**Problem to work on:** Each entry should be quoted word for word, including every mark of punctuation.
======== Material for this exercise ========
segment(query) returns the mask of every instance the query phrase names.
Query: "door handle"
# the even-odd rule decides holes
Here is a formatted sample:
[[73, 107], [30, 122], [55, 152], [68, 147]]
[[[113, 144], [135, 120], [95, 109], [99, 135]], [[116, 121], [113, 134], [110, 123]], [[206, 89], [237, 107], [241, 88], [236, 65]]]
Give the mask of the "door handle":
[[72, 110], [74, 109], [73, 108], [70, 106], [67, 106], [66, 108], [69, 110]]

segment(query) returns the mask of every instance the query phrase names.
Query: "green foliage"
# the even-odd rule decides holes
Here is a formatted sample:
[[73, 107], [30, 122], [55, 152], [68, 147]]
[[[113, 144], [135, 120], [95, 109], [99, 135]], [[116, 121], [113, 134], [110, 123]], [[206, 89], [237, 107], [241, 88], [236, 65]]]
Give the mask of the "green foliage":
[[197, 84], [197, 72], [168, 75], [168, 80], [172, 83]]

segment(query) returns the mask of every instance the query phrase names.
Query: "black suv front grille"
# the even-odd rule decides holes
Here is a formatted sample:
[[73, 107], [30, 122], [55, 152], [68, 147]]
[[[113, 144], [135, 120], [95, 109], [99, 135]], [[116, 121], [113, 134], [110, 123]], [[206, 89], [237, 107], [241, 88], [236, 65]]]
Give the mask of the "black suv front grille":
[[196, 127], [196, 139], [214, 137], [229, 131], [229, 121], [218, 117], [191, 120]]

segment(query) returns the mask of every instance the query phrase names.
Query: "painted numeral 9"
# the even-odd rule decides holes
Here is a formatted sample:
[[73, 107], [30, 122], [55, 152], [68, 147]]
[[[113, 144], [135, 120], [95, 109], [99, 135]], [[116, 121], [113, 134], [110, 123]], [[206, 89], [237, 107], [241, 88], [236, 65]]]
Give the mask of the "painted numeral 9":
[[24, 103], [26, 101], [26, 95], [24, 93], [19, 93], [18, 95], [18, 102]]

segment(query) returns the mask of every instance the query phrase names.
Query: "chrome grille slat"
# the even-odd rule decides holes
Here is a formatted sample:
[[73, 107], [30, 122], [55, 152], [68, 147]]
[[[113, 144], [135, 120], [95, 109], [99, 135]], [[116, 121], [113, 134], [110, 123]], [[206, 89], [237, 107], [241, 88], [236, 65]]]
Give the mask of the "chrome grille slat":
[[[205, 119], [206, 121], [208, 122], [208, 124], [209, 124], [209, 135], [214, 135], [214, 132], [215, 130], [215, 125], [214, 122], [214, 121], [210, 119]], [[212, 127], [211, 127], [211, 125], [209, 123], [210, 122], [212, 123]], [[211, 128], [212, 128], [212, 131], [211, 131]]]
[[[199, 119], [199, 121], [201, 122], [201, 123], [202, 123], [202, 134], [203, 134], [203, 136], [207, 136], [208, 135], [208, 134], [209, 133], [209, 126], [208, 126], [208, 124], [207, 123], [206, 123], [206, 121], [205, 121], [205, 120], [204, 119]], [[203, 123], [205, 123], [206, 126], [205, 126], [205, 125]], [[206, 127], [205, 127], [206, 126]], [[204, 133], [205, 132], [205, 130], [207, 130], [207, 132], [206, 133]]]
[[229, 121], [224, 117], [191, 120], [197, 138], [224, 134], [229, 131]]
========
**Exercise response:**
segment(query) returns the mask of every instance the query phrase names.
Query: "door handle"
# the even-odd rule decides holes
Here is a formatted sample:
[[73, 107], [30, 122], [55, 152], [68, 147]]
[[[113, 144], [135, 120], [95, 109], [99, 135]], [[116, 121], [113, 134], [110, 123]], [[206, 89], [237, 107], [241, 88], [236, 65]]]
Give the mask of the "door handle":
[[72, 110], [74, 109], [73, 108], [70, 106], [67, 106], [66, 108], [69, 110]]

segment(query) returns the mask of every instance the query phrase names.
Query: "green foliage"
# the even-odd rule decides holes
Here is a formatted sample:
[[73, 107], [30, 122], [55, 152], [68, 147]]
[[[113, 144], [135, 120], [95, 109], [99, 135]], [[116, 121], [113, 134], [110, 123]], [[206, 89], [237, 107], [241, 88], [236, 65]]]
Give the mask of the "green foliage":
[[197, 84], [197, 72], [168, 75], [168, 80], [172, 83]]

segment(query) returns the mask of every instance the query phrase names.
Query: "black suv front grille"
# the even-odd rule decides holes
Here is a formatted sample:
[[73, 107], [30, 122], [55, 152], [68, 147]]
[[[113, 144], [135, 120], [95, 109], [99, 135]], [[116, 121], [113, 134], [110, 123]], [[206, 89], [237, 107], [241, 88], [236, 65]]]
Give the mask of the "black suv front grille":
[[196, 127], [196, 139], [214, 137], [229, 131], [229, 121], [218, 117], [191, 120]]

segment(query) returns the mask of every instance the query phrase names.
Query: "painted numeral 9"
# the even-odd rule decides holes
Here is a formatted sample:
[[73, 107], [30, 122], [55, 152], [68, 147]]
[[[113, 144], [135, 120], [95, 109], [99, 135]], [[116, 121], [113, 134], [110, 123]], [[206, 89], [237, 107], [241, 88], [236, 65]]]
Give the mask of the "painted numeral 9":
[[24, 103], [26, 101], [26, 95], [24, 93], [19, 93], [18, 95], [18, 102]]

segment(query) returns the mask of every instance the query phrase names.
Query: "chrome grille slat"
# the even-odd rule decides holes
Here is a formatted sample:
[[73, 107], [30, 122], [55, 152], [68, 147]]
[[[113, 144], [135, 120], [95, 109], [99, 135]], [[116, 121], [113, 134], [110, 123]], [[206, 89], [237, 107], [241, 88], [236, 65]]]
Give the mask of the "chrome grille slat":
[[[205, 119], [206, 121], [208, 122], [208, 124], [209, 124], [209, 135], [214, 135], [214, 132], [215, 130], [215, 125], [214, 122], [214, 121], [210, 119]], [[212, 127], [211, 127], [211, 125], [209, 123], [210, 122], [212, 123]], [[211, 128], [212, 128], [212, 131], [211, 131]]]
[[[199, 119], [199, 121], [201, 122], [201, 123], [202, 123], [202, 134], [203, 134], [203, 136], [207, 136], [208, 135], [208, 134], [209, 133], [209, 126], [208, 126], [208, 124], [207, 123], [206, 123], [206, 121], [205, 121], [205, 120], [204, 119]], [[203, 123], [205, 123], [206, 126], [205, 126], [205, 125]], [[206, 127], [205, 127], [206, 126]], [[204, 133], [205, 132], [205, 130], [207, 130], [207, 132], [206, 133]]]
[[229, 121], [224, 117], [191, 120], [197, 138], [224, 134], [229, 131]]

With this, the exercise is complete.